- _WHAT IS BEING ASKED_: Pull out every line of the items below that contains the word "returns", and copy each one in full.

- _RECORDED INFORMATION_:
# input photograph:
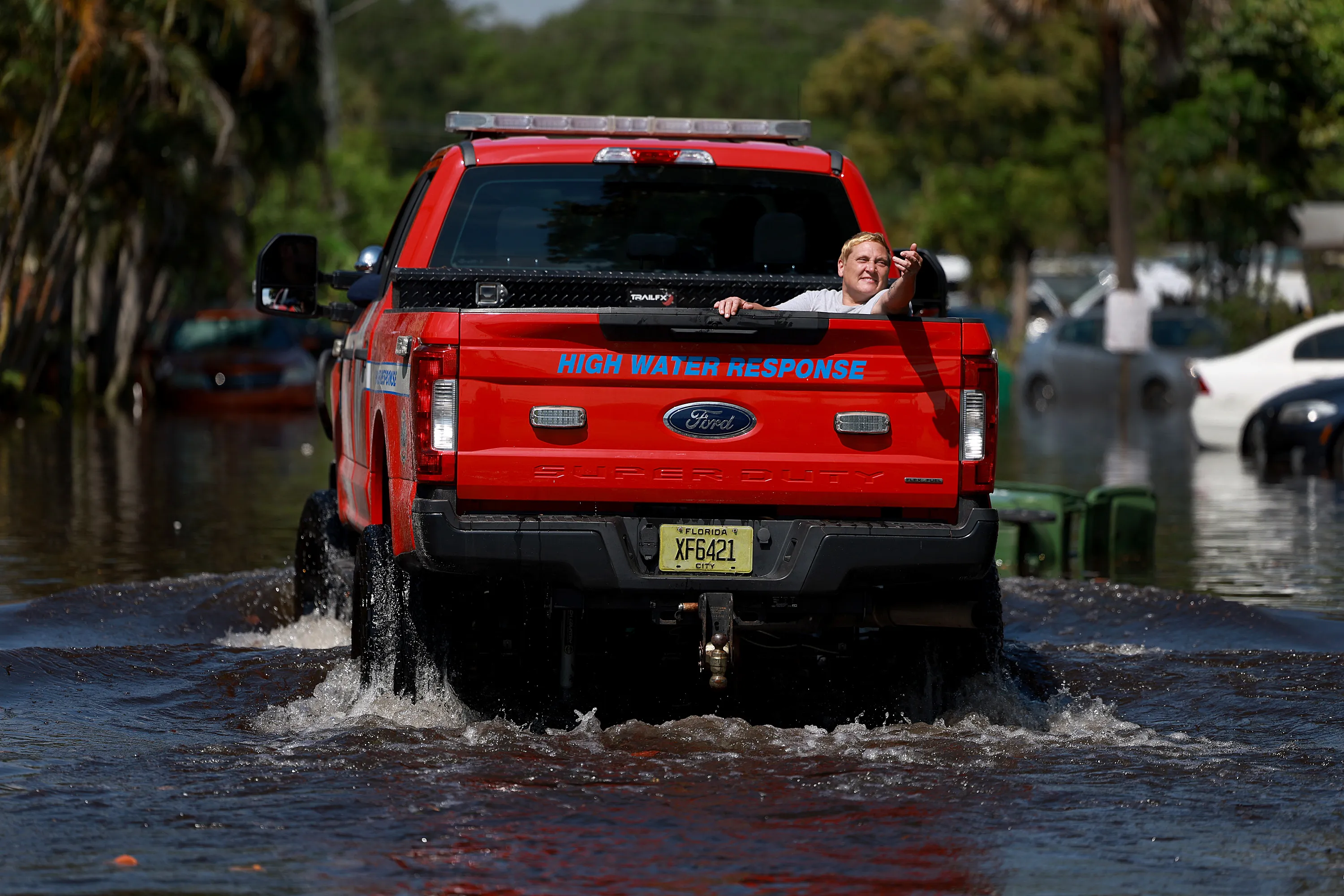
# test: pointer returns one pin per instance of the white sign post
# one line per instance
* * *
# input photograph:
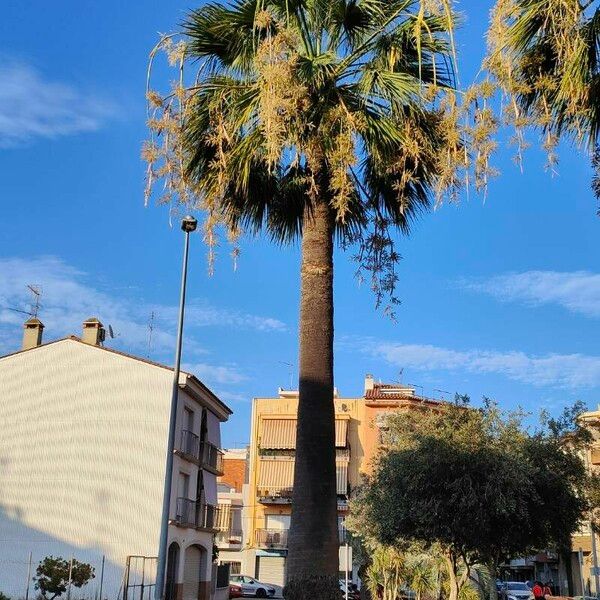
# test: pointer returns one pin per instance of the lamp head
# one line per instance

- _TASK OUTPUT_:
# test: pointer returns one pin per instance of the white sign post
# test: pointer returns one pin per instance of the lamp head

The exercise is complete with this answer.